:: Work instruction ::
The reply must consist of the complete listing, reproduced exactly, with no images included.

:: The records ::
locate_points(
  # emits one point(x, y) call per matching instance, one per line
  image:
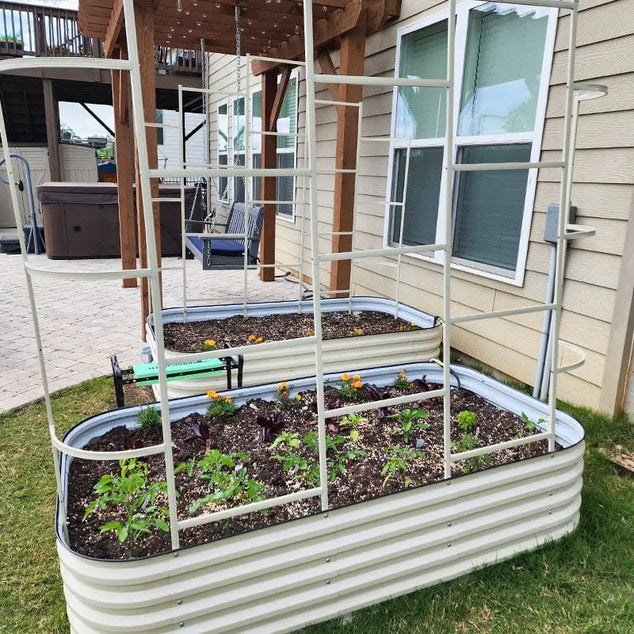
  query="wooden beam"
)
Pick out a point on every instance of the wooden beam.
point(115, 25)
point(326, 31)
point(352, 62)
point(269, 183)
point(279, 96)
point(51, 114)
point(328, 68)
point(144, 17)
point(125, 192)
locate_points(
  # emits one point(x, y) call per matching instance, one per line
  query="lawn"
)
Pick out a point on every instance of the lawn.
point(582, 584)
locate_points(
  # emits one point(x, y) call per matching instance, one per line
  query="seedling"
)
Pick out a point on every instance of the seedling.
point(351, 386)
point(399, 459)
point(221, 407)
point(410, 419)
point(401, 382)
point(353, 420)
point(284, 397)
point(149, 417)
point(129, 494)
point(226, 476)
point(467, 420)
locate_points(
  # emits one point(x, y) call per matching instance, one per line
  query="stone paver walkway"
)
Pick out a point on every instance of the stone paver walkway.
point(84, 322)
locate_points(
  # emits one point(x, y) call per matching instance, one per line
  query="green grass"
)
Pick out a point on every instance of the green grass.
point(581, 584)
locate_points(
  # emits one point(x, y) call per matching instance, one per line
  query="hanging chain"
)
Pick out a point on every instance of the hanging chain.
point(237, 14)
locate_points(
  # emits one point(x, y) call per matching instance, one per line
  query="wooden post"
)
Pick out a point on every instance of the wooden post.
point(52, 131)
point(144, 16)
point(125, 193)
point(269, 183)
point(352, 62)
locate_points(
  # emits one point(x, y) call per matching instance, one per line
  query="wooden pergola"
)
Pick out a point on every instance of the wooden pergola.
point(271, 28)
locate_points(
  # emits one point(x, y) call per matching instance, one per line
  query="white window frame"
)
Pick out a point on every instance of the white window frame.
point(535, 137)
point(228, 189)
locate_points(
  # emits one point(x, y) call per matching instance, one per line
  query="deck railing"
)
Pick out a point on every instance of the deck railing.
point(35, 31)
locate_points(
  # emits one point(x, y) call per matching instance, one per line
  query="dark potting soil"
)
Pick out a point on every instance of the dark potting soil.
point(243, 432)
point(235, 331)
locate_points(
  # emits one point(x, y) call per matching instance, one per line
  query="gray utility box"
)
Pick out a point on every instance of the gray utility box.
point(552, 217)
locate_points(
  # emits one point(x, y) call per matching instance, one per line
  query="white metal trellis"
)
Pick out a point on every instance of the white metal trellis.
point(309, 173)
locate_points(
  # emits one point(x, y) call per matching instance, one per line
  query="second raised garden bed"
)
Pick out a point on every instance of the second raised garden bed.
point(418, 341)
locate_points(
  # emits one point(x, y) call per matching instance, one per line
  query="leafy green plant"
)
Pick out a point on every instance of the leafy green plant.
point(287, 445)
point(467, 420)
point(410, 419)
point(354, 421)
point(399, 459)
point(350, 386)
point(129, 492)
point(221, 407)
point(226, 476)
point(401, 382)
point(149, 417)
point(476, 463)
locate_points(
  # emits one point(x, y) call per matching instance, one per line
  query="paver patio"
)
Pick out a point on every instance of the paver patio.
point(84, 322)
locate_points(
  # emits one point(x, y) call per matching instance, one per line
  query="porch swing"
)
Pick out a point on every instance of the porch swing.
point(218, 251)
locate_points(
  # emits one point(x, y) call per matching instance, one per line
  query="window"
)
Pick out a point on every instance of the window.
point(231, 125)
point(503, 54)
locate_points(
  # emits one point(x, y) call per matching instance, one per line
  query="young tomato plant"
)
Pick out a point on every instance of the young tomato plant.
point(401, 382)
point(354, 421)
point(410, 419)
point(130, 493)
point(149, 417)
point(222, 407)
point(350, 386)
point(226, 476)
point(399, 459)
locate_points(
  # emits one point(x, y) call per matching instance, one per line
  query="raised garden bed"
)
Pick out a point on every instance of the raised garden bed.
point(418, 340)
point(280, 577)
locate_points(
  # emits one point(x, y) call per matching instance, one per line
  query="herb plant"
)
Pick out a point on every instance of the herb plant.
point(410, 419)
point(467, 420)
point(129, 492)
point(149, 417)
point(399, 459)
point(226, 476)
point(221, 407)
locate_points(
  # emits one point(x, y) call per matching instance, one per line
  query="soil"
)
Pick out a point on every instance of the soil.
point(244, 432)
point(234, 331)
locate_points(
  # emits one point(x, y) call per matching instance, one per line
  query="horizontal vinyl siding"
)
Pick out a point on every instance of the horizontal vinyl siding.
point(603, 190)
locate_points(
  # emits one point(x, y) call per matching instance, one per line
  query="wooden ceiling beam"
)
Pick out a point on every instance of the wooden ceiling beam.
point(115, 25)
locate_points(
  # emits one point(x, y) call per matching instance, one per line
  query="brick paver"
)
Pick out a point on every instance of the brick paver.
point(84, 322)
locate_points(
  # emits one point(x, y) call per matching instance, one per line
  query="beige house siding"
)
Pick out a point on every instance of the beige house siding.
point(603, 191)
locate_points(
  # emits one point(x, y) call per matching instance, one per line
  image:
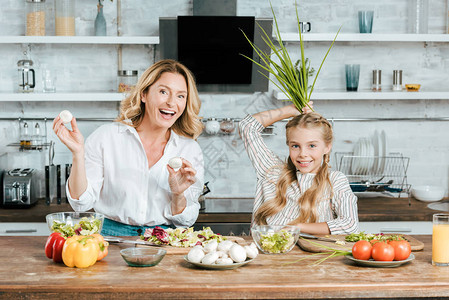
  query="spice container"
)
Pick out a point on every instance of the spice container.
point(126, 80)
point(35, 10)
point(65, 17)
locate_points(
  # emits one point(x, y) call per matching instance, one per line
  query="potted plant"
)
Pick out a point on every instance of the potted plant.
point(291, 78)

:: Written answer ::
locate_points(
  # emits one point(x, y) call per matching instance, one per line
  image:
  query="wooden beam"
)
Pick out a point on every instance of the wooden beam.
point(115, 25)
point(326, 31)
point(352, 62)
point(269, 183)
point(279, 96)
point(51, 114)
point(328, 68)
point(144, 17)
point(125, 192)
locate_points(
  # emits one point(x, y) call per matching instance, one per line
  query="lawn"
)
Pick out a point on every instance of the lawn.
point(582, 584)
locate_points(
  # emits one point(x, y) call per matching instance, one per line
  query="seedling"
)
Pick out a point on every instance of the seedling.
point(351, 386)
point(399, 459)
point(221, 407)
point(410, 419)
point(401, 382)
point(353, 420)
point(284, 397)
point(149, 417)
point(129, 494)
point(226, 476)
point(467, 420)
locate_points(
  # emits one point(x, y) call per matching instance, one per line
  query="stone paver walkway"
)
Pick out a point on every instance of the stone paver walkway.
point(84, 322)
locate_points(
  # emits one point(x, y) call per matching instance, one per line
  query="green grass"
)
Pick out a point on every instance of the green grass.
point(581, 584)
locate_points(
  # emits one point(x, y) call per matching instance, one per line
  query="hanging chain"
)
Pick out a point on every instance of the hanging chain.
point(237, 14)
locate_points(
  # emits one point(x, y) call per matching instance, one per line
  query="wooden post"
)
Pick out a point on every instance of the wooden post.
point(52, 131)
point(144, 16)
point(125, 193)
point(269, 183)
point(352, 62)
locate_points(
  # emits one point(x, y) call per matching instance, one per line
  query="wooden pergola"
)
Pick out a point on every instance of the wooden pergola.
point(271, 28)
locate_points(
  # emits one point(x, y) call per matching instance, one per line
  query="white window frame"
)
Pick out a point on every instance of the white window frame.
point(535, 137)
point(228, 189)
locate_points(
  # emits one point(x, y) call per matching instance, one per line
  query="deck railing"
)
Pick out a point on every instance of the deck railing.
point(35, 31)
locate_points(
  # emits one point(x, y) call per matching instance, one per line
  query="dark potting soil"
)
Pick out a point on every instance of the dark potting soil.
point(243, 432)
point(235, 331)
locate_points(
  # emits one point(x, y) call per matching instance, one per line
  query="gray utility box"
)
Pick out a point on every instance of the gray utility box.
point(552, 217)
locate_points(
  # emits one point(x, y) call per matching instance, one per line
  query="white metal trellis"
)
Pick out a point on every instance of the white metal trellis.
point(309, 173)
locate_points(
  # emits one point(x, y) call per matching instance, one per line
  query="second raised garden bed"
)
Pick out a point on every instance of the second raised garden bed.
point(418, 341)
locate_points(
  # emits one point(x, y) call per matching instance, one per line
  query="leafy green plant"
)
Pick out a point on every instance of the leafy green plant.
point(287, 445)
point(467, 420)
point(410, 419)
point(354, 421)
point(399, 459)
point(350, 386)
point(129, 492)
point(221, 407)
point(226, 476)
point(401, 382)
point(149, 417)
point(476, 463)
locate_points(
  # emits one point(x, y) call per matching instance, one per line
  query="paver patio"
)
Pick out a point on every instance of the paver patio.
point(84, 322)
locate_points(
  # emits one point(x, y) call per matching instance, one per line
  query="porch swing"
)
Pick out a point on every instance of the porch swing.
point(218, 251)
locate_points(
  # emits one point(x, y) call per matching instance, one per line
  query="window"
)
Pick out a point on every instance of the window.
point(231, 125)
point(503, 54)
locate_points(
  # emits one point(x, y) call per matching instance, one per line
  query="young tomato plant"
)
Pick out a point on every instance of the young tomato plant.
point(401, 382)
point(354, 421)
point(410, 419)
point(130, 493)
point(149, 417)
point(222, 407)
point(350, 386)
point(226, 476)
point(399, 459)
locate_points(
  # emits one point(x, y) call per matching instance, one per line
  query="raised garden bed"
)
Pick out a point on every instance of the raised garden bed.
point(418, 340)
point(280, 577)
locate_points(
  # emits one point(x, y) call per matching instance, one per line
  query="herb plant"
)
Pick out a point on every instance of the herb plant.
point(410, 419)
point(467, 420)
point(129, 492)
point(149, 417)
point(399, 459)
point(226, 476)
point(221, 407)
locate_points(
  # emits one point(x, y) call per matching instance, one per line
  query="soil"
)
Pick out a point on every instance of the soil.
point(244, 432)
point(234, 331)
locate_points(
  # emits one point(x, y) call per matching instance, one per line
  query="horizontal vinyl siding"
)
Pick out a point on every instance of the horizontal vinyl siding.
point(603, 190)
locate_points(
  # emits one point(x, y) call per matching instance, one per line
  query="wooden ceiling beam"
)
Pick out a point on every instance of the wooden ceiling beam.
point(115, 25)
locate_points(
  # emits one point(x, y) call per matching instance, one per line
  query="brick paver"
)
Pick out a point on every instance of the brick paver.
point(84, 322)
locate_points(
  # emits one point(x, y) call per matching instance, one per line
  query="beige house siding"
)
Pick out a point on every instance of the beige house siding.
point(603, 191)
locate_points(
  # emits one point(x, y) call per matching instance, one per line
  image:
  query="spice container"
)
Pick out a point on every instance of the spice container.
point(126, 80)
point(35, 10)
point(65, 17)
locate_points(
  # emits one point(x, y) call per matching instance, one per line
  query="potted plant"
)
Pick out a point on every instance of the potted plant.
point(291, 78)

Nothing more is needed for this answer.